What is required: Edit the records below so that "concrete support post" becomes "concrete pillar", changing nothing else, and leave the pictures out of your answer.

Material shown:
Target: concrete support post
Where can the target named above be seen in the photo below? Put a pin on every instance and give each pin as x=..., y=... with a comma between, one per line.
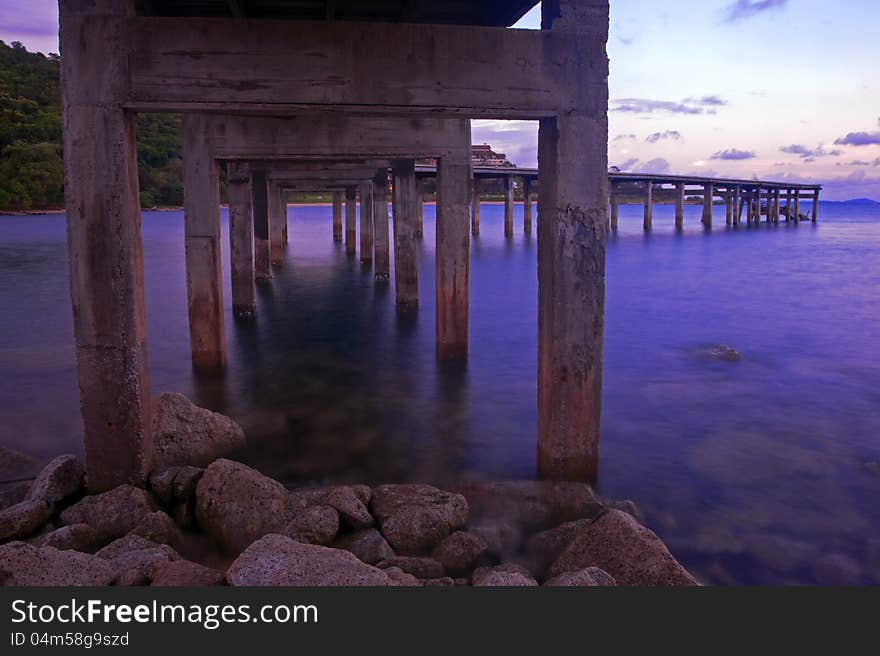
x=201, y=210
x=104, y=244
x=508, y=206
x=649, y=205
x=708, y=195
x=366, y=220
x=679, y=206
x=453, y=254
x=241, y=240
x=381, y=251
x=403, y=216
x=527, y=206
x=337, y=215
x=260, y=205
x=350, y=220
x=475, y=208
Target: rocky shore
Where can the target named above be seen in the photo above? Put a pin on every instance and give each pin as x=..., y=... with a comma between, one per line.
x=203, y=519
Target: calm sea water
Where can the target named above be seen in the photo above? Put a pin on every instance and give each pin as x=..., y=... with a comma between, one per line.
x=754, y=471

Output below:
Target: concrete pillar
Where can the target named above be seen in the photo below? Put a pin on every instance and give each pin as x=..., y=... with a comma between, one per line.
x=201, y=210
x=104, y=244
x=508, y=206
x=649, y=205
x=708, y=195
x=366, y=220
x=679, y=206
x=453, y=254
x=241, y=240
x=381, y=251
x=403, y=216
x=527, y=206
x=337, y=215
x=260, y=205
x=350, y=220
x=475, y=208
Target: rocky shore
Where can the target named above be seen in the photo above? Put a pin on every instance and give each pin as x=..., y=... with a comma between, one per line.
x=203, y=519
Target: calm sea water
Where can the target named above be seen in the photo above? Put a pin on every instance and give each pin as x=..., y=... with a comma between, one per line.
x=754, y=471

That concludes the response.